[Problem to work on]
Every entry should be reproduced precisely, with each picture left out.

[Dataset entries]
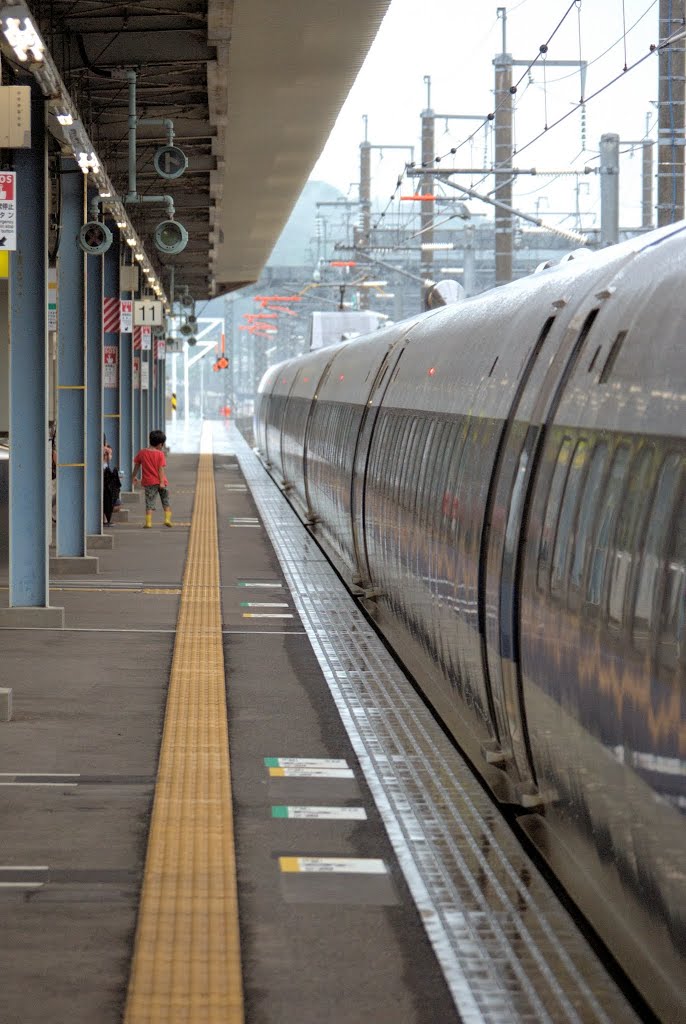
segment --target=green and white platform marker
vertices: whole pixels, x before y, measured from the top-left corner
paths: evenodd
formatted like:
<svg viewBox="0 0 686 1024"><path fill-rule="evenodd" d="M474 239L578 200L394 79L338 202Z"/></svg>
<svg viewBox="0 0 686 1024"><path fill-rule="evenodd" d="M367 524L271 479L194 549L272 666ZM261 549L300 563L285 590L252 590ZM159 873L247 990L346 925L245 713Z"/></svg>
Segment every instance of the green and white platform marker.
<svg viewBox="0 0 686 1024"><path fill-rule="evenodd" d="M319 821L366 821L364 807L272 807L272 818Z"/></svg>

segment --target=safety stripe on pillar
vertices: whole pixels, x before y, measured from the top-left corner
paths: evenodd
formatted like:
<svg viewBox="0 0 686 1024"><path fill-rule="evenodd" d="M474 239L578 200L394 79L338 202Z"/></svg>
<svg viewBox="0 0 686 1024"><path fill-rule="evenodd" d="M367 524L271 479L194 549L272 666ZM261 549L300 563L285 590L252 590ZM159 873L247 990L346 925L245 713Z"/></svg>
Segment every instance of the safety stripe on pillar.
<svg viewBox="0 0 686 1024"><path fill-rule="evenodd" d="M202 454L125 1024L244 1019L219 584Z"/></svg>

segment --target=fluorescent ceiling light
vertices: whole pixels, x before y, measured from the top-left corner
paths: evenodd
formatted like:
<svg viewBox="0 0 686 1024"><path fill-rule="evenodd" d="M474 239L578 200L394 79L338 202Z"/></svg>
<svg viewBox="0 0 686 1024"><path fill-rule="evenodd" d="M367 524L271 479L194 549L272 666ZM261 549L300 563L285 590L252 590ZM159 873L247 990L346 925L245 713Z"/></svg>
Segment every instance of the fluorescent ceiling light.
<svg viewBox="0 0 686 1024"><path fill-rule="evenodd" d="M38 64L45 59L45 46L43 40L36 31L31 18L25 16L22 21L19 18L3 18L3 35L14 50L16 56L22 63L28 59L29 52Z"/></svg>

[Response]
segment --target=green and white platform marker
vertices: whole pixels, x before y, measured from the top-left corner
paths: evenodd
formatted like:
<svg viewBox="0 0 686 1024"><path fill-rule="evenodd" d="M474 239L578 200L394 79L338 202Z"/></svg>
<svg viewBox="0 0 686 1024"><path fill-rule="evenodd" d="M367 524L271 479L194 549L272 666ZM261 549L300 563L285 590L252 590ZM159 873L247 990L346 925L245 713Z"/></svg>
Segment every instance of the green and white platform marker.
<svg viewBox="0 0 686 1024"><path fill-rule="evenodd" d="M319 821L366 821L364 807L272 807L272 818Z"/></svg>

segment --target=safety stripe on pillar
vertices: whole pixels, x before y, measured from the top-left corner
paths: evenodd
formatted like:
<svg viewBox="0 0 686 1024"><path fill-rule="evenodd" d="M474 239L578 200L394 79L338 202Z"/></svg>
<svg viewBox="0 0 686 1024"><path fill-rule="evenodd" d="M367 524L271 479L194 549L272 666ZM261 549L300 563L285 590L252 590ZM159 873L247 990L346 925L245 713Z"/></svg>
Segment every instance of the safety stripe on pillar.
<svg viewBox="0 0 686 1024"><path fill-rule="evenodd" d="M202 454L125 1024L244 1019L219 584Z"/></svg>

segment --target=fluorescent ceiling light
vertices: whole pixels, x before y, measured from the top-left corner
paths: evenodd
formatted like:
<svg viewBox="0 0 686 1024"><path fill-rule="evenodd" d="M474 239L578 200L394 79L338 202Z"/></svg>
<svg viewBox="0 0 686 1024"><path fill-rule="evenodd" d="M367 524L271 479L194 549L272 666ZM261 549L300 563L285 590L252 590ZM159 873L247 990L346 925L245 713Z"/></svg>
Segment every instance of the fluorescent ceiling light.
<svg viewBox="0 0 686 1024"><path fill-rule="evenodd" d="M38 64L45 59L45 46L43 40L36 31L31 18L25 16L22 21L19 18L3 18L3 35L14 50L16 56L22 63L28 59L29 52Z"/></svg>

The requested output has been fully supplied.